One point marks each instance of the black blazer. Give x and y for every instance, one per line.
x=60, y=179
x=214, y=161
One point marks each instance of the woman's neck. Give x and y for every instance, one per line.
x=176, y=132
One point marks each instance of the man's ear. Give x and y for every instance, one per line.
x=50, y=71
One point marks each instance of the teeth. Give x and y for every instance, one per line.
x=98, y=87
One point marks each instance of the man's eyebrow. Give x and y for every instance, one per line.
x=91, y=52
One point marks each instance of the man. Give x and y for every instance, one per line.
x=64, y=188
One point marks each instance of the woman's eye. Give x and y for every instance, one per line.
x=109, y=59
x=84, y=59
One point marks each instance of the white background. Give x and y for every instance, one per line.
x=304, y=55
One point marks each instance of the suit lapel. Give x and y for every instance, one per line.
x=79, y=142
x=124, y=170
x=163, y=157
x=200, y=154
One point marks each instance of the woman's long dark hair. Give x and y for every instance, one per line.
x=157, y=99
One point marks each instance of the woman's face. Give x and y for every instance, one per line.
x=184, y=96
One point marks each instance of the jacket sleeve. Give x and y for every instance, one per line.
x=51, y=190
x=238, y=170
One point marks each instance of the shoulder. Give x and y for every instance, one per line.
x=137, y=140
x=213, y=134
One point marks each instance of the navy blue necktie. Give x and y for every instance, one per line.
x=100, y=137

────

_Activity_.
Look for "One point marks each instance of the woman's eye." in the records. Write out its line and every later line through the end exactly, with nothing more.

_Response_.
One point marks each instance of the woman's eye. Give x and y for every instance, one per line.
x=109, y=59
x=84, y=59
One point marks each instance of the white background. Give x and y for every instance, one per line.
x=304, y=55
One point marks each instance of the suit lapel. Give x and y for every instance, one per line.
x=79, y=142
x=124, y=170
x=163, y=157
x=200, y=154
One point marks each instance of the woman's long dark hair. Give x and y for every instance, one per line.
x=157, y=99
One point marks each instance of the woman's face. Give x and y for every instance, one per line.
x=184, y=96
One point marks each instance of the jacket sleeve. Give x and y for every instance, one per line.
x=51, y=190
x=238, y=170
One point marks each instance of the shoulder. Give x and y for every instance, one per line.
x=137, y=140
x=213, y=134
One point marks each instance of the navy blue necktie. Give x and y for every instance, one per line.
x=100, y=137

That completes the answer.